INFORMATION SUPPLIED section start

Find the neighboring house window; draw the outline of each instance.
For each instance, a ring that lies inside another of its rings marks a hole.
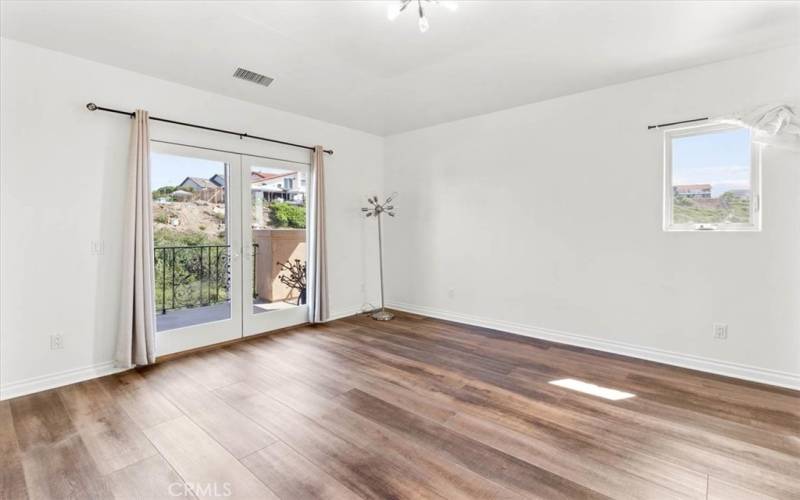
[[[760,150],[747,128],[711,124],[664,135],[664,229],[757,231]]]
[[[294,184],[294,179],[283,180],[283,187],[286,188],[287,191],[292,189],[293,184]]]

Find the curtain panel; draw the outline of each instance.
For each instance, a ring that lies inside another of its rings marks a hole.
[[[315,146],[311,158],[311,199],[308,248],[308,321],[323,323],[330,318],[328,257],[325,229],[325,152]]]
[[[150,130],[147,111],[137,109],[131,128],[128,181],[122,238],[122,301],[117,366],[155,362],[155,271],[153,265]]]

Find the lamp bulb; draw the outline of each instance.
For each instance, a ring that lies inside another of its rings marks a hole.
[[[431,25],[428,24],[428,18],[427,17],[422,16],[422,17],[419,18],[419,30],[421,32],[425,33],[426,31],[428,31],[428,28],[430,28],[430,27],[431,27]]]
[[[400,5],[397,3],[389,4],[389,7],[386,9],[386,18],[390,21],[394,21],[397,19],[397,16],[400,15]]]

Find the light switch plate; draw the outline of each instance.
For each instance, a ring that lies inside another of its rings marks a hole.
[[[103,240],[95,240],[92,242],[91,252],[92,255],[103,255],[106,249],[106,244]]]

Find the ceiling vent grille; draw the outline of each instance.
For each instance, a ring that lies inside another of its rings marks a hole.
[[[256,73],[255,71],[250,71],[244,68],[236,68],[236,71],[233,73],[233,77],[239,78],[240,80],[247,80],[248,82],[257,83],[265,87],[269,87],[269,84],[273,81],[273,79],[268,76],[264,76]]]

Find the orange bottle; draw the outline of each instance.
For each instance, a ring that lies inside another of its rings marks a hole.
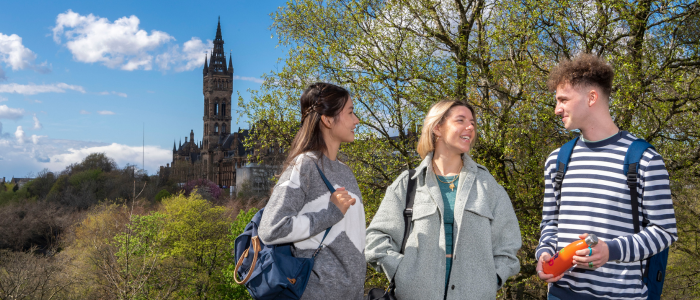
[[[557,277],[574,265],[576,251],[595,247],[597,244],[598,237],[595,234],[589,234],[585,240],[575,241],[554,254],[554,257],[542,264],[542,271],[545,274],[552,274],[554,277]]]

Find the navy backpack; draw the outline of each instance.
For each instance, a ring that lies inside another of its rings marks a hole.
[[[335,189],[318,165],[316,168],[333,194]],[[265,245],[260,241],[258,226],[264,210],[263,208],[258,211],[246,225],[243,233],[236,237],[234,252],[237,263],[234,275],[243,279],[240,281],[237,277],[234,279],[236,283],[244,284],[256,300],[300,299],[314,267],[316,254],[323,248],[323,240],[326,239],[331,227],[326,229],[321,243],[311,258],[294,257],[292,243]]]
[[[557,155],[557,175],[554,177],[554,188],[561,193],[561,185],[564,180],[564,174],[571,159],[571,153],[574,152],[574,146],[578,137],[561,146]],[[630,199],[632,199],[632,219],[634,219],[634,232],[639,233],[639,195],[637,192],[637,172],[639,171],[639,161],[647,149],[654,149],[654,146],[643,139],[637,139],[630,144],[625,154],[624,166],[622,174],[627,176],[627,186],[630,189]],[[642,226],[649,225],[649,220],[642,216]],[[666,277],[666,263],[668,261],[668,247],[663,251],[649,257],[647,266],[642,270],[642,280],[649,290],[647,299],[661,299],[661,291],[664,287],[664,279]],[[642,265],[642,262],[639,262]]]

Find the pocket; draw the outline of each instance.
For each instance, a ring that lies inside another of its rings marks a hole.
[[[427,218],[437,213],[437,206],[428,203],[417,203],[413,205],[413,221]]]

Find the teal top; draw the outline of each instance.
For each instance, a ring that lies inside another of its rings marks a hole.
[[[440,186],[440,194],[442,195],[442,202],[445,204],[445,253],[452,254],[452,241],[454,240],[452,236],[452,228],[455,222],[455,199],[457,198],[457,184],[459,182],[459,175],[455,176],[437,176],[438,185]],[[454,180],[454,181],[453,181]],[[454,189],[450,189],[450,183],[454,184]],[[450,270],[452,269],[452,258],[445,257],[445,286],[450,281]]]

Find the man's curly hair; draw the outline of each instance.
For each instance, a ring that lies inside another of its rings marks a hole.
[[[557,86],[563,83],[572,87],[596,86],[602,90],[605,96],[612,92],[612,81],[615,72],[604,59],[592,54],[583,53],[573,60],[559,62],[551,72],[547,88],[554,92]]]

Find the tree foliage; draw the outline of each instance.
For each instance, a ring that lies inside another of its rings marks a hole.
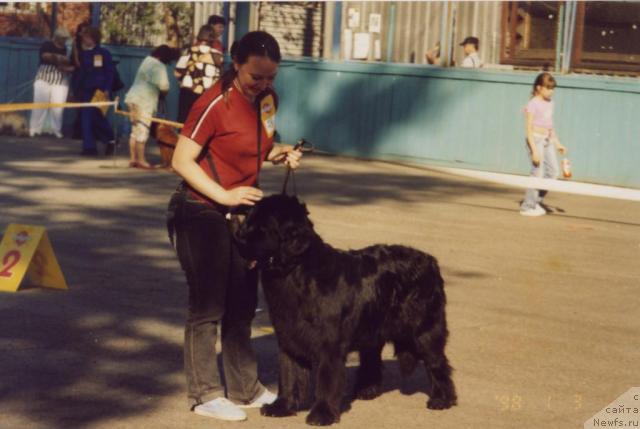
[[[103,3],[103,43],[170,46],[188,44],[193,29],[193,3]]]

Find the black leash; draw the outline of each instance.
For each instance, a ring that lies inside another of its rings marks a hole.
[[[313,144],[305,139],[299,139],[296,145],[293,147],[293,150],[299,150],[301,152],[313,152]],[[289,184],[289,178],[291,177],[291,182],[293,183],[293,195],[298,193],[296,189],[296,177],[293,169],[287,166],[287,172],[284,176],[284,183],[282,184],[282,195],[287,194],[287,185]]]

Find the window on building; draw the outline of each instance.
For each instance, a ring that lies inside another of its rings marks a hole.
[[[502,10],[503,64],[555,64],[559,2],[508,2]]]
[[[574,69],[640,72],[639,2],[580,2],[576,24]]]
[[[502,10],[500,61],[553,67],[563,2],[508,2]],[[640,74],[640,2],[576,3],[571,70]]]
[[[324,2],[259,2],[257,29],[271,33],[284,56],[321,57]]]

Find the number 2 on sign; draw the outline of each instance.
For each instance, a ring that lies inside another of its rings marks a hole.
[[[2,259],[2,271],[0,271],[0,277],[11,277],[13,273],[9,270],[13,268],[20,260],[20,252],[12,250],[7,252]]]

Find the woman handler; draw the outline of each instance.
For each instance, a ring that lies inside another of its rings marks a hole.
[[[241,408],[271,403],[276,395],[258,381],[250,343],[257,273],[240,257],[225,215],[262,198],[257,177],[263,160],[297,168],[302,154],[273,143],[277,41],[250,32],[231,55],[232,69],[196,101],[182,129],[172,166],[184,185],[171,199],[168,226],[189,285],[184,364],[192,409],[244,420]],[[215,354],[218,325],[226,397]]]

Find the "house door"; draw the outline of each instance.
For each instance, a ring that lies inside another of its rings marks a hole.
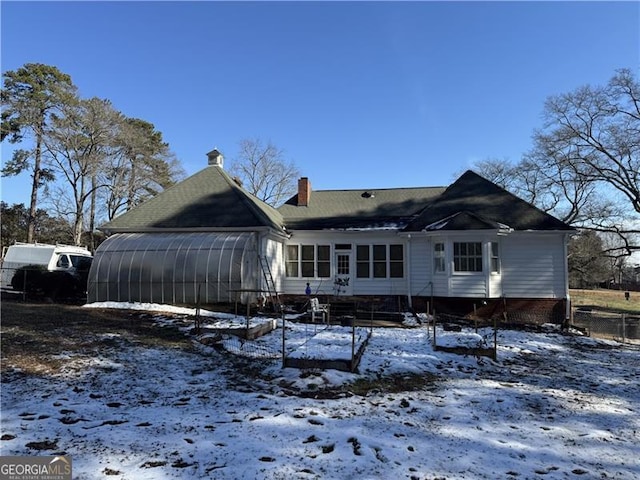
[[[336,276],[333,290],[336,295],[352,295],[351,252],[336,253]]]

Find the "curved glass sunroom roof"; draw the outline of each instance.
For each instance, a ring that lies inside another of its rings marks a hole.
[[[88,302],[224,303],[257,282],[256,234],[120,233],[95,253]]]

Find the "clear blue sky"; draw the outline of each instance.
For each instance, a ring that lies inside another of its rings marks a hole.
[[[152,122],[189,175],[260,137],[314,189],[446,185],[475,160],[517,161],[549,95],[640,64],[638,2],[0,8],[3,72],[58,67]],[[27,204],[29,181],[2,179],[2,200]]]

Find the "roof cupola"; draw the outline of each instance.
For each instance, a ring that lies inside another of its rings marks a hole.
[[[214,148],[209,153],[207,153],[207,159],[210,166],[215,165],[216,167],[222,168],[224,157],[217,148]]]

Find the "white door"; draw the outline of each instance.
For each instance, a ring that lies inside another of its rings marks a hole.
[[[336,253],[336,275],[333,290],[336,295],[353,294],[353,275],[351,275],[351,252]]]

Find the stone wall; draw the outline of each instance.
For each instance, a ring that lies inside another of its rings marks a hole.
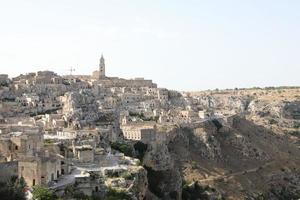
[[[12,176],[18,176],[18,161],[0,163],[0,181],[5,182]]]
[[[29,187],[42,183],[41,163],[37,160],[20,161],[19,177],[23,177]]]

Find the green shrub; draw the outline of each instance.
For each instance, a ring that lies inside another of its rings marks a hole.
[[[32,191],[32,197],[36,200],[56,200],[57,196],[44,186],[34,186]]]
[[[89,197],[87,195],[85,195],[83,192],[75,192],[73,194],[73,198],[75,198],[76,200],[96,200],[96,198],[93,197]]]
[[[108,188],[105,200],[130,200],[131,197],[124,191]]]
[[[133,180],[134,179],[134,175],[129,173],[129,172],[123,172],[120,176],[122,178],[126,179],[126,180]]]
[[[115,149],[117,151],[120,151],[122,153],[124,153],[125,156],[130,156],[132,157],[133,155],[133,148],[125,143],[119,143],[119,142],[112,142],[110,143],[110,146],[112,149]]]

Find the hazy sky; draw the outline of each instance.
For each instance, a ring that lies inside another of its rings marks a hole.
[[[0,73],[145,77],[200,90],[300,85],[299,0],[0,0]]]

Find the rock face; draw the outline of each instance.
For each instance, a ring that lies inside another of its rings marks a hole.
[[[143,165],[148,172],[148,199],[180,199],[181,175],[166,144],[152,144],[143,158]]]
[[[272,116],[279,118],[282,114],[283,103],[254,100],[248,106],[252,115],[260,117]]]
[[[300,101],[286,103],[283,106],[282,116],[287,119],[300,120]]]
[[[155,171],[165,171],[173,168],[173,160],[165,144],[151,145],[144,156],[143,164]]]
[[[229,95],[224,97],[218,95],[210,95],[202,97],[201,102],[205,107],[209,107],[209,104],[212,104],[214,108],[222,108],[233,113],[240,113],[248,109],[249,103],[252,100],[253,97],[251,96]]]
[[[147,171],[143,167],[139,167],[134,178],[132,187],[128,192],[132,193],[136,199],[144,199],[148,190]]]
[[[300,119],[300,101],[269,102],[255,100],[249,104],[248,111],[259,117]]]
[[[211,131],[206,131],[204,127],[195,128],[194,137],[190,141],[190,144],[195,149],[199,149],[201,156],[206,159],[216,159],[221,156],[220,143],[213,134],[215,130]]]
[[[147,168],[149,190],[159,199],[181,199],[181,176],[177,169],[155,171]],[[151,199],[148,197],[148,199]]]
[[[299,100],[255,100],[248,107],[247,119],[271,129],[275,134],[286,135],[291,143],[300,145]]]
[[[210,185],[225,199],[244,199],[267,193],[270,177],[285,177],[282,166],[291,176],[299,172],[299,149],[288,139],[239,116],[228,121],[175,127],[165,133],[165,145],[149,148],[143,164],[151,195],[181,199],[184,180]]]
[[[299,199],[299,174],[283,172],[268,181],[268,190],[258,195],[260,199]]]
[[[226,145],[237,149],[243,157],[268,160],[269,157],[261,149],[251,143],[251,141],[239,133],[228,135]]]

INFORMATION SUPPLIED section end

— WHAT YOU HAVE TO DO —
Search the preceding listing for "house" and extract every line where it is found.

— ANSWER TO THE PROBLEM —
Find the neighboring house window; draw the outline of each instance.
Find the "house door"; draw the outline of each instance.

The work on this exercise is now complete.